MATERIAL PROVIDED:

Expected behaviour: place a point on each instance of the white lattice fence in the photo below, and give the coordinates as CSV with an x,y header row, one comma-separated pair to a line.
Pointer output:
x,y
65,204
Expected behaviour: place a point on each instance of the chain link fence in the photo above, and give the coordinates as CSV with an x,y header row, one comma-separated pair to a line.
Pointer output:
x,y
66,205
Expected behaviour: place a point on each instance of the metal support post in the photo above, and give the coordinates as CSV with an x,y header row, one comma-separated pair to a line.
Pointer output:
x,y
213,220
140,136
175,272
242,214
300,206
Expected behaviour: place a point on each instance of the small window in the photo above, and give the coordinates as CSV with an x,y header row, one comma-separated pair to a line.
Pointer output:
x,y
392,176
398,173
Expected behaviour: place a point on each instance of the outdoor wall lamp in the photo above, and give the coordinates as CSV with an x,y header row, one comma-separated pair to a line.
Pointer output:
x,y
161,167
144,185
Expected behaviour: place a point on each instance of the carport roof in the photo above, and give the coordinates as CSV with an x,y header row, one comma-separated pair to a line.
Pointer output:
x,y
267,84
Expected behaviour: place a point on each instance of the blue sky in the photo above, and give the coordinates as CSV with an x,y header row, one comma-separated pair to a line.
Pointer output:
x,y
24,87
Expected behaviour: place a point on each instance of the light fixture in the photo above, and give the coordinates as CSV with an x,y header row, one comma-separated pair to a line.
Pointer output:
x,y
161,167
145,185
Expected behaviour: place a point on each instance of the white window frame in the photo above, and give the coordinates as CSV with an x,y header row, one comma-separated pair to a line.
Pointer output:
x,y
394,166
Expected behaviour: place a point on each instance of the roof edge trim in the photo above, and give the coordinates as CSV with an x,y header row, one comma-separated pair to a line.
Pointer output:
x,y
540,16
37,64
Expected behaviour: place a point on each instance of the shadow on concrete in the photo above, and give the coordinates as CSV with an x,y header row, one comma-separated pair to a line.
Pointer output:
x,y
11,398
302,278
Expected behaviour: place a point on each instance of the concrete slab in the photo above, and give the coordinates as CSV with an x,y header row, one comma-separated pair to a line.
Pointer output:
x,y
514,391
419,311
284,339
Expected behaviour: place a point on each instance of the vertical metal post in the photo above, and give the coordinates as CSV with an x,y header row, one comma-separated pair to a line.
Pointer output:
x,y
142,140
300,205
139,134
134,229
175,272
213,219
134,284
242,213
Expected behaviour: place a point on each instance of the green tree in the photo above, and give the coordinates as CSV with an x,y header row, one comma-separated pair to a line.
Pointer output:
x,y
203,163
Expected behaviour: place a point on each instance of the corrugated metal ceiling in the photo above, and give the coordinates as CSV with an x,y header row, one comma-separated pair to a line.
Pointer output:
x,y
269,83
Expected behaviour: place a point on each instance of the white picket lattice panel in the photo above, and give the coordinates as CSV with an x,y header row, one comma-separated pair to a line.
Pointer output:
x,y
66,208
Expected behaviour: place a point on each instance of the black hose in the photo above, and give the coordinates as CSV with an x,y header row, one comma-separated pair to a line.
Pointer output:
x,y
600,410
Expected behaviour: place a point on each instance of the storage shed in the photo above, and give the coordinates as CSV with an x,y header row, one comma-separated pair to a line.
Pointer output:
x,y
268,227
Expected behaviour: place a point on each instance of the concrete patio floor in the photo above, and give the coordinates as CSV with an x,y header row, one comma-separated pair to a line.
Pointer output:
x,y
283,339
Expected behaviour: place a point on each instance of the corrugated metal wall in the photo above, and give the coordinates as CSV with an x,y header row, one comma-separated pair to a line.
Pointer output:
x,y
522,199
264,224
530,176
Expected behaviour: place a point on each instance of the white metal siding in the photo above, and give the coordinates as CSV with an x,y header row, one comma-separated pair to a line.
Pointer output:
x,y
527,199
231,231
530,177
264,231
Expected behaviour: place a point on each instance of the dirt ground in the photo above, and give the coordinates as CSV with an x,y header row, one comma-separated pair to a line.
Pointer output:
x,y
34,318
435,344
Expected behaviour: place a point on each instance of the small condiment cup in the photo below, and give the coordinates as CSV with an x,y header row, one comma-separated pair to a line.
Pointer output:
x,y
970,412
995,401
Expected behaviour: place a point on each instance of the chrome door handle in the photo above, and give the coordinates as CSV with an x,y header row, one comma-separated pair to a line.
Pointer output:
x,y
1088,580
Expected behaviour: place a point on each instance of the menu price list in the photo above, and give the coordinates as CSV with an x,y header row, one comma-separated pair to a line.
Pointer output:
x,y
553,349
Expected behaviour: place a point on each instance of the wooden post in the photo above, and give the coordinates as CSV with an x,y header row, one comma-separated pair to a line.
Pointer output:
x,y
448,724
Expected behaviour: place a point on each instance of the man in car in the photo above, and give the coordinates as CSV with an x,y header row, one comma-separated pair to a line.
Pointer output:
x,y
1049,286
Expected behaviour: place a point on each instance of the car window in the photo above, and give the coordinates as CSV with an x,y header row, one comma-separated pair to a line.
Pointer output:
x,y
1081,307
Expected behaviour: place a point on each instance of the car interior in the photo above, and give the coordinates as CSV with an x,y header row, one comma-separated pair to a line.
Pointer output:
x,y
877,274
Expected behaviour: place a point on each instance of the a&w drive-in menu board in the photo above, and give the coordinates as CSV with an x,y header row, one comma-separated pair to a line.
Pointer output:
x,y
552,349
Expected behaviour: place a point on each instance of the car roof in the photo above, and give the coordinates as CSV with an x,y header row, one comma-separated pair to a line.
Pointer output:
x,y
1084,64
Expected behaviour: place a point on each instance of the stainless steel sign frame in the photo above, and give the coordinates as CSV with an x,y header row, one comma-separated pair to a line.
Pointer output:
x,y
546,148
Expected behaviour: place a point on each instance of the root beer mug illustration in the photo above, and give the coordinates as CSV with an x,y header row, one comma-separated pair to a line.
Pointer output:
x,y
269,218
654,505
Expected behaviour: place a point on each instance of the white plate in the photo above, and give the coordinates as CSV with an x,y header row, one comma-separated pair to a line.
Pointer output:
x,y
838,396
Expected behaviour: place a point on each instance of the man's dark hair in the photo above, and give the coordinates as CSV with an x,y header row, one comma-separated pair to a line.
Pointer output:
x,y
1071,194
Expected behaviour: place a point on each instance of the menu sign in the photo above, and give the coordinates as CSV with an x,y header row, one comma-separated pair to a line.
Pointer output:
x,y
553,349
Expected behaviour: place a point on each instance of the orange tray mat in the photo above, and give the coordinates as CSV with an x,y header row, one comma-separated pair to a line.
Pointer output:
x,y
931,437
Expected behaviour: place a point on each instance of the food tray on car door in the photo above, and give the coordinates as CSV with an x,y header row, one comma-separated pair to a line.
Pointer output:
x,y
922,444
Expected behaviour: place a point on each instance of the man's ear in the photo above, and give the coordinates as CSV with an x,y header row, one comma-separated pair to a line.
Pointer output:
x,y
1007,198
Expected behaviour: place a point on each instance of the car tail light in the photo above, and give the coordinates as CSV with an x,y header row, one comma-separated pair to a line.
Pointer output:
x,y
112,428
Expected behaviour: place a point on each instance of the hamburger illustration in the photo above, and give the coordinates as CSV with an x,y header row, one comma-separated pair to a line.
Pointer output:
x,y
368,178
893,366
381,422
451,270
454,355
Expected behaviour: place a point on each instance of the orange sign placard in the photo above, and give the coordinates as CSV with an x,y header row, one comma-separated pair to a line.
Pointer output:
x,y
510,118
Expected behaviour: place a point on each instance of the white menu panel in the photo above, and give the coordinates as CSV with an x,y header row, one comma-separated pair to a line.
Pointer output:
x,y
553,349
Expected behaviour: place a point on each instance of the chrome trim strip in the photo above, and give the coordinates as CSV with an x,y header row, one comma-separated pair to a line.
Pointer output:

YOUR OBJECTIVE:
Update all of the data above by changing each "Pointer output" to "Point output". Leave every other line and character unchanged.

SOLUTION TO THIS TASK:
Expected behaviour: place a point on each instance of the white lattice fence in the photo below, and give the coordinates as CSV with an x,y header row, one comma-separated pair to a line.
Point output:
x,y
65,204
Expected behaviour: place a point on each instance of the chain link fence in the photo above, and give the coordinates as CSV with an x,y header row, one comma-separated pair to a line.
Point output:
x,y
66,205
Expected behaviour: place a point on each instance of the metal support post in the photo above, and give the coordinates as CSV with an x,y header row, one comma-separated pair to a line.
Point output:
x,y
213,220
140,136
175,272
242,214
300,206
Expected behaviour: place a point on each instance of the small window in the photo above, and give the coordinates as CSV with an x,y header row, one comma-separated pair to a line.
Point output:
x,y
392,176
398,173
Expected behaviour: place a point on each instance of the outdoor wall lamp in the photo above, and give the coordinates as CSV with an x,y header row, one comma-separated pair to a line.
Point output:
x,y
161,167
144,185
Expected behaviour: place a point on each instance of the carport roof in the photo above, and give the coordinates as CSV with an x,y header row, one comma-separated pair to a line.
Point output:
x,y
267,84
Expected behaviour: place a point on each instance of the blue sky in the photo above, and give the coordinates as CSV with an x,y header row, one comma-separated pair to a line.
Point output:
x,y
24,87
Expected behaviour: place a point on each instance of the light fixture in the photo above, and give the coordinates as CSV with an x,y header row, one comma-separated pair to a line.
Point output:
x,y
161,167
145,185
Expected behaviour: place a point on each instance of the white window frame in the photo above, and give the coordinates as CSV with an x,y header row, one comma-separated pair to a line.
Point output:
x,y
394,166
Expected behaviour: place a point on each instance of the roof edge trim in the photo above, and give the coordinates as CSV with an x,y header row, one comma-separated pair to a line.
Point output:
x,y
540,16
37,64
Expected behaviour: place a point on each instance of the shadow on concrete in the photo above, and give the coordinates as CSV with an x,y header row, one comma-separated pair to a line.
Point output:
x,y
11,398
302,278
Expected behaviour: place a point on each instance of the concrete slab in the photo above, and give the coordinates as CSV with an x,y header row, one comma-separated pair to a line.
Point output:
x,y
514,391
419,311
284,339
Expected behaviour: place a point on each instance of the vertical metal post in the photo above, and give the coordinates as CSV with an x,y header row, one comma-separated pair to a line.
Point output:
x,y
142,140
300,205
139,134
134,229
175,272
213,219
134,284
242,213
Expected behaviour: place a point on each instance of the green tree in the photo above, and give the coordinates as CSV with an x,y header row, one comma-separated pair to a line.
Point output:
x,y
203,163
Expected behaviour: place a point on each instance of the corrugated metal ceiling in the photo above, and give the coordinates as CSV with an x,y header row, one comma-separated pair to a line.
Point output:
x,y
269,83
Expected behaviour: place a point on each instance of the white picket lattice panel in the photo above, and give the coordinates as CSV with an x,y header row, one comma-separated pair to a line.
Point output:
x,y
66,208
Expected behaviour: place a point on each instance of the black hose in the photo above, and give the coordinates as CSV with an x,y header row, one comma-separated pair to a line.
Point output:
x,y
600,410
Expected behaviour: place a point on each instance of the storage shed in the photo above, and give the coordinates as CSV with an x,y header row, one comma-separated pair to a line.
Point output:
x,y
268,227
Expected behaviour: place a point on each instance of the concrete patio floor in the photo above, and give the coordinates as CSV with an x,y header row, one comma-separated pair to a line.
Point output:
x,y
283,339
Expected behaviour: place a point on each instance of the corrugated metal wall in the photo above, and give the coordinates as CSV with an x,y header row, one comma-separated pair to a line.
Point output:
x,y
522,199
264,224
530,176
Expected behaviour: place a point on each instance of the white metal siding in the photo above, and give the coordinates as CSV with an x,y header row, one comma-separated pair to a line.
Point output:
x,y
527,199
231,231
530,177
264,231
Expected behaviour: place a point on each instance of the dirt ground in the photo above, and give the coordinates as CSV with an x,y header row, one comma-separated pair to a line.
Point output:
x,y
34,318
435,344
Expected behaviour: place a point on each instance of the small condiment cup in the photo below, and give the coordinates as CSV with an x,y header row, one comma-separated pair to a line.
Point output:
x,y
970,412
995,401
Expected behaviour: place a point on each instance of the chrome door handle in the photo above, and give the coordinates as CSV with an x,y header row, one comma-separated pair to a line.
Point output:
x,y
1088,580
Expected behaviour: place a point on each instance of the menu price list in the photo above, and give the coordinates as CSV with an x,y header row, one comma-separated pair to a line.
Point output:
x,y
553,349
Expected behaviour: place a point on each instance of the wooden post in the photo above, and give the coordinates as CSV with an x,y header row, one comma-separated pair to a line.
Point output:
x,y
448,724
Expected behaviour: place a point on each instance of the man in car in the photo above, and give the coordinates as CSV with an x,y header row, one comma-separated pair to a line.
Point output:
x,y
1049,286
Expected behaviour: place a point on each instance of the car window in the photo above, and give the coordinates as CSV with an x,y header row, one comma-separated pair to a line.
Point output:
x,y
1081,307
Expected behaviour: place a point on each instance of the car interior in the photo above, and give the coordinates as CSV with an x,y header row, one comma-separated pair to a line.
Point output:
x,y
877,274
Expected behaviour: place a point on each instance of the a&w drive-in menu board in the photo above, and give the coordinates as CSV with an x,y header row, one comma-separated pair to a line.
Point output:
x,y
552,349
Expected behaviour: place a point on each instance of the car roof in the photo above, and give the coordinates as CSV with an x,y header row, one comma-separated pair to a line.
Point output:
x,y
1084,64
Expected behaviour: place a point on each instance of the stainless steel sign frame in the photo above, and give the coordinates as CSV with an x,y header row, one comma-separated pair to a line.
Point output:
x,y
546,148
Expected behaviour: place a point on each instance of the root beer mug illustration in the photo above, and give the coordinates as CSV with an x,y header row, one comma-separated pair to a line.
Point output:
x,y
269,218
654,505
Expected behaviour: place a point on each instance of the white plate in the photo above, and give the coordinates as CSV with an x,y header row, one comma-separated pair to a line.
Point output:
x,y
838,396
Expected behaviour: place a point on each instance of the man's dark hair in the photo above, and give the coordinates as CSV with an x,y header row, one comma-separated pair to a line.
Point output:
x,y
1071,194
Expected behaviour: place a point on each instance of the menu sign in the photo above, and give the coordinates as CSV with an x,y header row, one comma-separated pair to a line.
Point output:
x,y
553,349
Expected behaviour: place a point on each instance of the orange tray mat in the photo above, and give the coordinates as CSV with an x,y header row, one comma-separated pair to a line.
Point output:
x,y
931,437
Expected behaviour: place a point on each instance of the food tray on car door in the photo above, and give the coordinates as CSV with an x,y header row, one comma-separated pair to a line.
Point output:
x,y
922,444
Expected behaviour: place a point on each instance of the man's ear in the photo above, and give the coordinates as CSV with an x,y header row, one comma-separated pair to a line.
Point output:
x,y
1007,198
Expected behaviour: place a point on each instance of the car tail light in the photo above, and give the coordinates as CSV with an x,y header row, one comma-separated pair to a line.
Point output:
x,y
112,428
Expected behaviour: place a point on each instance of the hamburger illustration in the photo above, and give the coordinates as CSV with an x,y header row, one comma-separated pair to a line.
Point output:
x,y
368,178
893,366
381,422
451,270
454,355
Expected behaviour: place a point on each instance of the orange sign placard in the photo above, and give the coordinates as CSV with an x,y header row, one comma-separated pair to a line.
Point output:
x,y
510,118
Expected behaviour: place a point on each instance of the white menu panel in the photo above, and give the coordinates as CSV with an x,y header row, one comma-separated pair to a line.
Point output:
x,y
553,349
Expected behaviour: place a point on each instance of the chrome trim strip in the photo above, and give the coordinates as CSV with an x,y header row, one comma-separated pair to a line.
Point output:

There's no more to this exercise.